[Photo-based referring expression data]
⟨

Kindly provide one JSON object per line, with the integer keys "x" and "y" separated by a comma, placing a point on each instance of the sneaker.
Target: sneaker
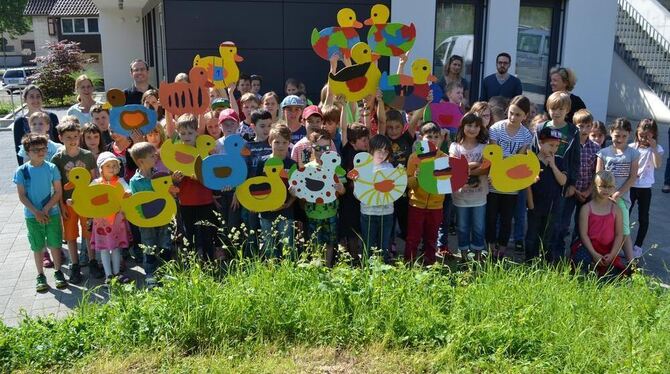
{"x": 94, "y": 270}
{"x": 75, "y": 274}
{"x": 41, "y": 285}
{"x": 46, "y": 260}
{"x": 61, "y": 283}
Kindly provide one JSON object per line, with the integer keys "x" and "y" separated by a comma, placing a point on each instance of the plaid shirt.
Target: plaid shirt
{"x": 587, "y": 165}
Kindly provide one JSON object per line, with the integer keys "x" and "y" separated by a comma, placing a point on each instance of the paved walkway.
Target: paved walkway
{"x": 17, "y": 271}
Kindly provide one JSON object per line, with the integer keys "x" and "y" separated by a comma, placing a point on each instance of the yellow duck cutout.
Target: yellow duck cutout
{"x": 223, "y": 70}
{"x": 152, "y": 208}
{"x": 182, "y": 157}
{"x": 379, "y": 187}
{"x": 513, "y": 173}
{"x": 264, "y": 193}
{"x": 93, "y": 201}
{"x": 357, "y": 81}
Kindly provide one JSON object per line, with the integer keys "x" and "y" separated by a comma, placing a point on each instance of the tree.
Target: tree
{"x": 12, "y": 21}
{"x": 56, "y": 71}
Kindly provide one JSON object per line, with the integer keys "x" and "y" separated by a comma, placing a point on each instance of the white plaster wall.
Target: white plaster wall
{"x": 41, "y": 35}
{"x": 122, "y": 41}
{"x": 630, "y": 97}
{"x": 502, "y": 24}
{"x": 422, "y": 14}
{"x": 588, "y": 50}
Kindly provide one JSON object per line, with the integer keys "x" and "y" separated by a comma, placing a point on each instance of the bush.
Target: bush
{"x": 500, "y": 318}
{"x": 57, "y": 70}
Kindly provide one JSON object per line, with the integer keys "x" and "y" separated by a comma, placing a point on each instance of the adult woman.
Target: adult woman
{"x": 452, "y": 73}
{"x": 564, "y": 79}
{"x": 83, "y": 86}
{"x": 32, "y": 96}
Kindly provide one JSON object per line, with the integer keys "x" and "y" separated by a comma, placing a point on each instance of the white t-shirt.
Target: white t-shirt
{"x": 474, "y": 193}
{"x": 645, "y": 169}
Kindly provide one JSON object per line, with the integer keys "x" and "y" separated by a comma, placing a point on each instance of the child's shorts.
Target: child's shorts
{"x": 324, "y": 231}
{"x": 72, "y": 223}
{"x": 44, "y": 235}
{"x": 625, "y": 216}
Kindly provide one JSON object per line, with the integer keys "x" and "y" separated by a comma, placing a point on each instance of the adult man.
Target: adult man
{"x": 501, "y": 83}
{"x": 139, "y": 70}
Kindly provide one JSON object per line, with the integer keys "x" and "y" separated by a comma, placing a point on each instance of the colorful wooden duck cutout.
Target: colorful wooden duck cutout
{"x": 264, "y": 193}
{"x": 93, "y": 201}
{"x": 316, "y": 184}
{"x": 337, "y": 39}
{"x": 222, "y": 70}
{"x": 408, "y": 93}
{"x": 125, "y": 118}
{"x": 182, "y": 157}
{"x": 181, "y": 97}
{"x": 513, "y": 173}
{"x": 357, "y": 81}
{"x": 388, "y": 39}
{"x": 152, "y": 208}
{"x": 440, "y": 175}
{"x": 379, "y": 187}
{"x": 222, "y": 171}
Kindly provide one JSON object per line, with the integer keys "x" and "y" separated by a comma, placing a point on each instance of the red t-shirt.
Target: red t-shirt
{"x": 193, "y": 193}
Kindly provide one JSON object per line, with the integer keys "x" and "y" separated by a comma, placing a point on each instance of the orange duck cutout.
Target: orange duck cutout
{"x": 123, "y": 119}
{"x": 181, "y": 97}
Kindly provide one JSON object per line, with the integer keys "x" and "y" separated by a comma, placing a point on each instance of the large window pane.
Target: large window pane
{"x": 532, "y": 51}
{"x": 454, "y": 35}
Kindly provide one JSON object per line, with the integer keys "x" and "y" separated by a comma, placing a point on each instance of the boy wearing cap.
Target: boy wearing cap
{"x": 544, "y": 195}
{"x": 69, "y": 157}
{"x": 292, "y": 107}
{"x": 312, "y": 120}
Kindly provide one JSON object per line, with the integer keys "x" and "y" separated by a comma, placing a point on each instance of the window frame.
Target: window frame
{"x": 72, "y": 21}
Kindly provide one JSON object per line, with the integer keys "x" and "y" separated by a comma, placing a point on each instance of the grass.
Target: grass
{"x": 303, "y": 317}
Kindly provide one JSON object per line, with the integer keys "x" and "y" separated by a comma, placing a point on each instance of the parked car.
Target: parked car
{"x": 17, "y": 78}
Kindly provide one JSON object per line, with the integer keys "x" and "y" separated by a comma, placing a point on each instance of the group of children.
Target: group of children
{"x": 586, "y": 184}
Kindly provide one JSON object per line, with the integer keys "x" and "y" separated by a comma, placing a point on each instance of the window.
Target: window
{"x": 79, "y": 25}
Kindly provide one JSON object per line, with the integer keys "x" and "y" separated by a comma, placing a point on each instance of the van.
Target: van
{"x": 17, "y": 78}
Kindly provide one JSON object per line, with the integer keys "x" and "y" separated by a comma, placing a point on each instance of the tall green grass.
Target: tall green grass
{"x": 496, "y": 318}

⟩

→ **WHAT TO PRODUCE**
Leave the pictures out and return each entry exactly.

→ **EXERCISE ANSWER**
Kindly provide one JSON object per line, with the integer keys "x" and "y" separated by a comma, placing a point on each instance of the sneaker.
Target: sneaker
{"x": 94, "y": 270}
{"x": 75, "y": 274}
{"x": 41, "y": 285}
{"x": 46, "y": 260}
{"x": 61, "y": 283}
Kindly provide one JSON object per line, with the integer keys "x" and "y" separated by a comma, placing a point on each instance of the plaid shirt.
Target: plaid shirt
{"x": 587, "y": 165}
Kindly provide one JSON object per line, with the integer keys "x" and "y" separated by a comma, placing a point on each instance of the paved walkway.
Target: paved walkway
{"x": 17, "y": 271}
Kindly provide one JSON object per line, with the integer keys "x" and "y" separated by a comma, placing a point on each instance of the yellow duck cutout.
Target: yellow duck cutout
{"x": 223, "y": 70}
{"x": 152, "y": 208}
{"x": 182, "y": 157}
{"x": 379, "y": 187}
{"x": 513, "y": 173}
{"x": 264, "y": 193}
{"x": 93, "y": 201}
{"x": 357, "y": 81}
Kindly provide one JSON object per line, with the integer keys "x" and "y" separated by a comma, placing a point on each instance of the tree.
Target: tree
{"x": 12, "y": 21}
{"x": 56, "y": 71}
Kindly provide one JSON object per line, with the integer keys "x" and "y" separated by a comma, placing a point on each instance of the white plaster wall.
Target: white plaster wall
{"x": 41, "y": 35}
{"x": 122, "y": 41}
{"x": 630, "y": 97}
{"x": 502, "y": 24}
{"x": 422, "y": 14}
{"x": 588, "y": 50}
Kindly provide one JSON object per line, with the integer keys "x" and "y" separated by a comma, placing a point on each instance of the bush.
Target: bush
{"x": 500, "y": 318}
{"x": 57, "y": 70}
Kindly provide one JSON object per line, with the integer keys "x" and "y" separated by a comma, placing a point on each instance of the adult woman.
Target: adult woman
{"x": 452, "y": 73}
{"x": 564, "y": 79}
{"x": 83, "y": 86}
{"x": 32, "y": 96}
Kindly provide one JSON object per line, with the integer keys "x" and "y" separated by a comma, placing a point on each instance of the white t-shirt.
Target: white t-shirt
{"x": 474, "y": 193}
{"x": 645, "y": 169}
Kindly provide one JSON object per line, with the integer keys "x" and "y" separated by a comma, placing a point on each instance of the child's shorts.
Target: child's shorts
{"x": 324, "y": 231}
{"x": 72, "y": 223}
{"x": 44, "y": 235}
{"x": 625, "y": 216}
Kindly provide one JSON object per line, with the integer keys "x" and "y" separated by a comma, placing a point on each instance of the adult man.
Target: adult man
{"x": 501, "y": 83}
{"x": 139, "y": 70}
Kindly provide one JSON object per line, with the integer keys "x" and "y" separated by a comma, placing a point on each instance of the colorful wooden duck cutout.
Target: colorful wooden duck cutout
{"x": 264, "y": 193}
{"x": 93, "y": 201}
{"x": 316, "y": 184}
{"x": 337, "y": 39}
{"x": 222, "y": 70}
{"x": 408, "y": 93}
{"x": 125, "y": 118}
{"x": 182, "y": 157}
{"x": 181, "y": 97}
{"x": 513, "y": 173}
{"x": 357, "y": 81}
{"x": 388, "y": 39}
{"x": 152, "y": 208}
{"x": 440, "y": 175}
{"x": 379, "y": 187}
{"x": 222, "y": 171}
Kindly provide one JSON object per line, with the integer keys "x" and "y" separated by a comma, placing a point on each instance of the red t-shirt.
Target: red t-shirt
{"x": 193, "y": 193}
Kindly provide one JSON object per line, with the integer keys "x" and "y" separated by a comma, placing a point on each instance of the orange duck cutout.
Target: orange duck cutout
{"x": 123, "y": 119}
{"x": 181, "y": 97}
Kindly provide one JSON object per line, with the integer keys "x" and "y" separated by a comma, placing a point on each instance of the large window pane.
Target: large window pane
{"x": 532, "y": 51}
{"x": 454, "y": 35}
Kindly provide one JSON object per line, with the integer keys "x" and "y" separated by a comma, placing a point on each instance of the boy wearing cap.
Target: boy wearing cap
{"x": 544, "y": 195}
{"x": 69, "y": 157}
{"x": 292, "y": 107}
{"x": 312, "y": 120}
Kindly provide one JSON object per line, with the integer keys "x" and "y" separated by a comma, placing a point on each instance of the window frame.
Target: window frame
{"x": 72, "y": 21}
Kindly provide one JSON object per line, with the integer keys "x" and "y" separated by a comma, placing a point on each instance of the grass.
Target: grass
{"x": 303, "y": 317}
Kindly provide one JSON object per line, with the integer keys "x" and "y" separated by a comma, placing a point on each instance of the parked car.
Target: parked car
{"x": 17, "y": 78}
Kindly provide one JSON object per line, with the integer keys "x" and "y" separated by a comma, placing a point on each instance of the group of children.
Target: group of children
{"x": 586, "y": 184}
Kindly provide one JSON object per line, with the integer keys "x" and "y" separated by a comma, placing a point on each instance of the window.
Target: window
{"x": 79, "y": 25}
Kindly provide one JSON object per line, with the integer keys "x" and "y" separated by a comma, placing a point on each instance of the van.
Target: van
{"x": 17, "y": 78}
Kindly provide one JSON object per line, with the integer keys "x" and "y" separated by a comma, placing a point on each instance of the tall green grass.
Target: tall green grass
{"x": 496, "y": 318}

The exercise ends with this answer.